## PROBLEM TO SOLVE
Convert every line of the items below into a JSON list of strings, one string per line, skipping blank lines. Omit the pictures from the output.

Location identification entries:
========================================

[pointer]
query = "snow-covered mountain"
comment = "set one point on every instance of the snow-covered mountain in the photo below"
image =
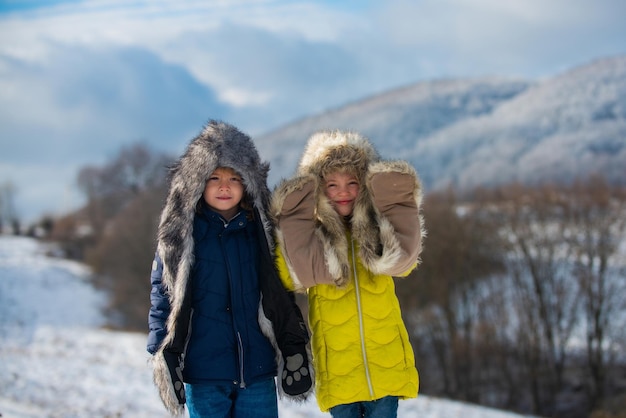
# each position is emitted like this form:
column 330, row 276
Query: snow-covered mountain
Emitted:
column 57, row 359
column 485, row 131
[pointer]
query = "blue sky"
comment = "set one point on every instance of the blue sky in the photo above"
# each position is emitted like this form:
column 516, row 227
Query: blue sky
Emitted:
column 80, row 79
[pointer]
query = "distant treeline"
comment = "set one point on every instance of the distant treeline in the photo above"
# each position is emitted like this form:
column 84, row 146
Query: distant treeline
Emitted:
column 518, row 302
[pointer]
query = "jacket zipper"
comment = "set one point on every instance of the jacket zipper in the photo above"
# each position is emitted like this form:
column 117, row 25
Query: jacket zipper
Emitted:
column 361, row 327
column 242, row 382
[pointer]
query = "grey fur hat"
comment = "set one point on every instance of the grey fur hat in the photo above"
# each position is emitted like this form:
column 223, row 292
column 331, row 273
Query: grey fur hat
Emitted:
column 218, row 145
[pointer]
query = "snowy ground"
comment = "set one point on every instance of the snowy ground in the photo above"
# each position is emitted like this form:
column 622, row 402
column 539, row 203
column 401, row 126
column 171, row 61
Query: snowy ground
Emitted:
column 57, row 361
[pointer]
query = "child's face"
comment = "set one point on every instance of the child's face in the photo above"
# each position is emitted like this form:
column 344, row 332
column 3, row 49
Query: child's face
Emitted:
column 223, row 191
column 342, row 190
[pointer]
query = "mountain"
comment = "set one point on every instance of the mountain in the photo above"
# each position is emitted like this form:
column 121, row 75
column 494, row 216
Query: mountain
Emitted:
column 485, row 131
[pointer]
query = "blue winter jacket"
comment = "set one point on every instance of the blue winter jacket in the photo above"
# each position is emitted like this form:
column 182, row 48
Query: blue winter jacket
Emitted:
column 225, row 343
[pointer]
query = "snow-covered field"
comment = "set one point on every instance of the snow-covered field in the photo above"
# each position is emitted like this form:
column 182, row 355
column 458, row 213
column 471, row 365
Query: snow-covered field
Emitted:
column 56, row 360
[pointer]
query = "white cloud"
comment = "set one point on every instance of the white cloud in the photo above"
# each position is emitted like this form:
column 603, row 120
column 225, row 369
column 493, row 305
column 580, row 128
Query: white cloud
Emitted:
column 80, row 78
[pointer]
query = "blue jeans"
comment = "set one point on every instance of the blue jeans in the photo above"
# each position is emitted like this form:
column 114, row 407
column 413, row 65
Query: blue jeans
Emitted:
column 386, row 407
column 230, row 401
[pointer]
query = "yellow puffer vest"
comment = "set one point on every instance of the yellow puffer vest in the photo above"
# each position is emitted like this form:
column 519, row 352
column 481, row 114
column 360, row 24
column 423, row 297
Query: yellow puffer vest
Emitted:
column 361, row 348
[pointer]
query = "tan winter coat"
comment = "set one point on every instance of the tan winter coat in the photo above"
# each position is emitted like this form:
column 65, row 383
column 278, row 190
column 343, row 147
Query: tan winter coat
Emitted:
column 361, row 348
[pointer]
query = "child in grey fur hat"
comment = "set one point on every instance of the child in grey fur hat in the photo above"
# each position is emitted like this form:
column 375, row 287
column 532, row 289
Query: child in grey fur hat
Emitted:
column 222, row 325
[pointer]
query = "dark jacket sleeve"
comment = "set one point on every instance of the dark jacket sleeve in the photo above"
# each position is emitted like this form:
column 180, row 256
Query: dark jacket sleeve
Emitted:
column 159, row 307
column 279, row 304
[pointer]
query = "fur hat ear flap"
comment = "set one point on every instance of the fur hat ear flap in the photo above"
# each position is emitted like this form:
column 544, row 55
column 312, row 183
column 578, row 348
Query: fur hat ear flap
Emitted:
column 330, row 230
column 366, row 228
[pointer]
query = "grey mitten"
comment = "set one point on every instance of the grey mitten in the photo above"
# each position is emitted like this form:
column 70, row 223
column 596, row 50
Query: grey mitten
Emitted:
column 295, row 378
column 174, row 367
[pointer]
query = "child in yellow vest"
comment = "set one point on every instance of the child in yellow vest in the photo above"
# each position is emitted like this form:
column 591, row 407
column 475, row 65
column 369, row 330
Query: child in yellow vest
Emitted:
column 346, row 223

========================================

## RESULT OF THIS EXERCISE
[
  "[pointer]",
  "query = \"snow-covered mountain\"",
  "comment = \"set one point on every instance of the snow-covered mountain in the photo below\"",
  "image =",
  "# each position is emitted like this form:",
  "column 330, row 276",
  "Query: snow-covered mountain",
  "Emitted:",
  "column 57, row 359",
  "column 485, row 131",
  "[pointer]",
  "query = \"blue sky\"",
  "comment = \"set one point on every instance of the blue sky in the photo above\"",
  "# each position is emitted like this form:",
  "column 516, row 227",
  "Query: blue sky",
  "Emitted:",
  "column 80, row 79",
  "[pointer]",
  "query = \"distant treeline\"",
  "comment = \"set one point on every instance of the distant treeline in the photo above\"",
  "# each position is emitted like this form:",
  "column 84, row 146",
  "Query: distant treeline",
  "Emitted:",
  "column 518, row 302",
  "[pointer]",
  "query = \"jacket zipper\"",
  "comment = \"set one point on every instance of the jacket zipper in the photo above\"",
  "# each position is emitted like this form:",
  "column 117, row 25",
  "Query: jacket zipper",
  "Emitted:",
  "column 361, row 327",
  "column 242, row 382",
  "[pointer]",
  "query = \"grey fur hat\"",
  "comment = \"set one point on every instance of the grey fur hat in the photo above\"",
  "# each position is emitted like this form:",
  "column 223, row 292",
  "column 331, row 273",
  "Query: grey fur hat",
  "Emitted:",
  "column 218, row 145",
  "[pointer]",
  "query = \"snowy ground\"",
  "comment = \"set one point on every instance of the snowy ground in the photo above\"",
  "# each position is emitted like this form:",
  "column 622, row 402",
  "column 539, row 203",
  "column 401, row 126",
  "column 171, row 61",
  "Query: snowy ground",
  "Emitted:",
  "column 57, row 361",
  "[pointer]",
  "query = \"child's face\"",
  "comment = \"set one point on every instance of the child's face in the photo above\"",
  "# each position is emitted like this form:",
  "column 344, row 332",
  "column 3, row 49",
  "Query: child's face",
  "Emitted:",
  "column 223, row 191",
  "column 342, row 190",
  "[pointer]",
  "query = \"mountain\"",
  "comment = \"set one point on every instance of the mountain in the photo above\"",
  "# each position is emitted like this form:",
  "column 121, row 75",
  "column 494, row 216",
  "Query: mountain",
  "Emitted:",
  "column 485, row 131",
  "[pointer]",
  "query = \"blue winter jacket\"",
  "comment = \"set one point on every instance of the blue winter jacket in the photo above\"",
  "# each position is emitted like this form:",
  "column 182, row 48",
  "Query: blue winter jacket",
  "Emitted:",
  "column 225, row 343",
  "[pointer]",
  "query = \"snow-covered field\"",
  "comment = \"set one point on every instance of the snow-covered field in the photo above\"",
  "# each position is emitted like this form:",
  "column 182, row 355",
  "column 458, row 213",
  "column 471, row 365",
  "Query: snow-covered field",
  "Emitted:",
  "column 56, row 360",
  "[pointer]",
  "query = \"white cloud\"",
  "comment = \"set one point on every instance of the white cloud in the photo above\"",
  "# each position is emitted like this form:",
  "column 603, row 120",
  "column 225, row 369",
  "column 493, row 305",
  "column 580, row 128",
  "Query: white cloud",
  "Emitted:",
  "column 80, row 78",
  "[pointer]",
  "query = \"blue jeans\"",
  "comment = \"set one point on every instance of the blue jeans in the photo above\"",
  "# each position is emitted like this form:",
  "column 114, row 407",
  "column 413, row 65",
  "Query: blue jeans",
  "Emitted:",
  "column 386, row 407",
  "column 230, row 401",
  "[pointer]",
  "query = \"yellow puffer vest\"",
  "comment = \"set one point on every instance of the yellow puffer vest in the photo above\"",
  "# each position is emitted like this form:",
  "column 519, row 352",
  "column 481, row 114",
  "column 360, row 24",
  "column 423, row 297",
  "Query: yellow puffer vest",
  "Emitted:",
  "column 361, row 348",
  "[pointer]",
  "query = \"tan winter coat\"",
  "comment = \"set one point on every instance of the tan winter coat in the photo above\"",
  "# each position is emitted like this form:",
  "column 65, row 383",
  "column 278, row 190",
  "column 343, row 147",
  "Query: tan winter coat",
  "Emitted:",
  "column 361, row 348",
  "[pointer]",
  "query = \"child in grey fur hat\"",
  "comment = \"set one point on every instance of the child in grey fur hat in the photo above\"",
  "# each position is emitted like this form:",
  "column 375, row 287",
  "column 532, row 289",
  "Query: child in grey fur hat",
  "Emitted:",
  "column 222, row 325",
  "[pointer]",
  "query = \"dark jacket sleeve\"",
  "comment = \"set one point on every instance of the dark jacket sleeve in the photo above\"",
  "# each position is emitted like this form:",
  "column 180, row 256",
  "Query: dark jacket sleeve",
  "Emitted:",
  "column 159, row 307",
  "column 279, row 304",
  "[pointer]",
  "query = \"fur hat ear flap\"",
  "comment = \"set one point on every instance of the fur hat ear flap in the photo above\"",
  "# each position is emitted like this form:",
  "column 544, row 55",
  "column 312, row 183",
  "column 578, row 348",
  "Query: fur hat ear flap",
  "Emitted:",
  "column 330, row 230",
  "column 366, row 228",
  "[pointer]",
  "query = \"grey mitten\"",
  "comment = \"set one point on every instance of the grey mitten in the photo above\"",
  "# each position is emitted like this form:",
  "column 70, row 223",
  "column 596, row 50",
  "Query: grey mitten",
  "Emitted:",
  "column 295, row 378",
  "column 174, row 367",
  "[pointer]",
  "query = \"child in yellow vest\"",
  "comment = \"set one point on every instance of the child in yellow vest in the photo above\"",
  "# each position is emitted like this form:",
  "column 591, row 407",
  "column 475, row 65",
  "column 369, row 330",
  "Query: child in yellow vest",
  "Emitted:",
  "column 346, row 223"
]